Could you reproduce every line of the records below word for word, leaving nothing out and adding nothing?

[start]

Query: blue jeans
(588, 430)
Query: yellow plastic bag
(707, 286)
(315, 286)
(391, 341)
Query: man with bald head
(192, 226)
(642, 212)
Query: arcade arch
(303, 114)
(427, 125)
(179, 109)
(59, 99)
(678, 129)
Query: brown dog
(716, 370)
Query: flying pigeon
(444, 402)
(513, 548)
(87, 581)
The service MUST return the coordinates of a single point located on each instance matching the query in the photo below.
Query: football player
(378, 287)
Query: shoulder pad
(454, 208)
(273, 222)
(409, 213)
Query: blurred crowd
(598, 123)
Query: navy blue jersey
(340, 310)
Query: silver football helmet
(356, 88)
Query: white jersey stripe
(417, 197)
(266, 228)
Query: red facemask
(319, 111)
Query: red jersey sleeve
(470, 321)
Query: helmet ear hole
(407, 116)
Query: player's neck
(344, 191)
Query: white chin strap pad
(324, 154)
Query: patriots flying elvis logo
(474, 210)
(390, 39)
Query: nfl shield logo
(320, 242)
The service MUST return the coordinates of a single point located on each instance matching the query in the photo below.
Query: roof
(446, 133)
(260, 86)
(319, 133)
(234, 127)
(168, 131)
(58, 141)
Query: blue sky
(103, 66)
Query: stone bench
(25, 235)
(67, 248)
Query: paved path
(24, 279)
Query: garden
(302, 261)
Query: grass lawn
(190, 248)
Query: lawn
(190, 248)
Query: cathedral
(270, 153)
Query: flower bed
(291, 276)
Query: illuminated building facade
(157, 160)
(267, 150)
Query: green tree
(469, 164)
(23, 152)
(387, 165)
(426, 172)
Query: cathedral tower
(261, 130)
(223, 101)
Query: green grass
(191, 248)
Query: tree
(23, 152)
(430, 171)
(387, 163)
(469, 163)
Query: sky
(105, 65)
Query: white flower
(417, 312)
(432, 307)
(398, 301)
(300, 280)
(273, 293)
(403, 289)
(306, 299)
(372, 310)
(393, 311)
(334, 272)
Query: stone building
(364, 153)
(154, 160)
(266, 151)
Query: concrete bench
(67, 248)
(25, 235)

[end]

* Complete output
Query: blue jeans
(588, 430)
Query: yellow plastic bag
(707, 286)
(315, 286)
(391, 341)
Query: man with bald head
(192, 226)
(642, 212)
Query: arcade arch
(303, 114)
(427, 125)
(179, 109)
(59, 99)
(678, 129)
Query: brown dog
(716, 370)
Query: flying pigeon
(444, 402)
(513, 548)
(87, 581)
The service MUST return the coordinates of a single point located on each instance matching the query in the photo below.
Query: football player
(378, 287)
Query: shoulder pad
(454, 208)
(273, 222)
(409, 213)
Query: blurred crowd
(598, 123)
Query: navy blue jersey
(340, 310)
Query: silver football helmet
(356, 88)
Query: white jersey stripe
(417, 197)
(266, 228)
Query: red facemask
(319, 111)
Query: red jersey sleeve
(470, 321)
Query: helmet ear hole
(407, 116)
Query: player's neck
(344, 191)
Query: white chin strap pad
(324, 154)
Query: patriots flying elvis logo
(474, 210)
(390, 39)
Query: nfl shield logo
(320, 242)
The service MUST return the coordinates of a single point located on each instance matching the query in the photo below.
Query: roof
(446, 133)
(260, 86)
(319, 133)
(234, 127)
(168, 131)
(58, 141)
Query: blue sky
(103, 66)
Query: stone bench
(25, 235)
(67, 248)
Query: paved path
(24, 279)
Query: garden
(302, 261)
Query: grass lawn
(190, 248)
Query: lawn
(190, 248)
Query: cathedral
(270, 153)
Query: flower bed
(291, 276)
Query: illuminated building facade
(157, 160)
(267, 150)
Query: green tree
(469, 164)
(23, 152)
(387, 165)
(426, 172)
Query: cathedral tower
(261, 130)
(223, 101)
Query: green grass
(191, 248)
Query: tree
(23, 152)
(430, 171)
(387, 163)
(469, 163)
Query: sky
(105, 65)
Query: white flower
(417, 312)
(432, 307)
(398, 301)
(300, 280)
(273, 293)
(403, 289)
(306, 299)
(372, 310)
(393, 311)
(334, 272)
Query: stone building
(364, 153)
(154, 160)
(266, 151)
Query: concrete bench
(67, 248)
(25, 235)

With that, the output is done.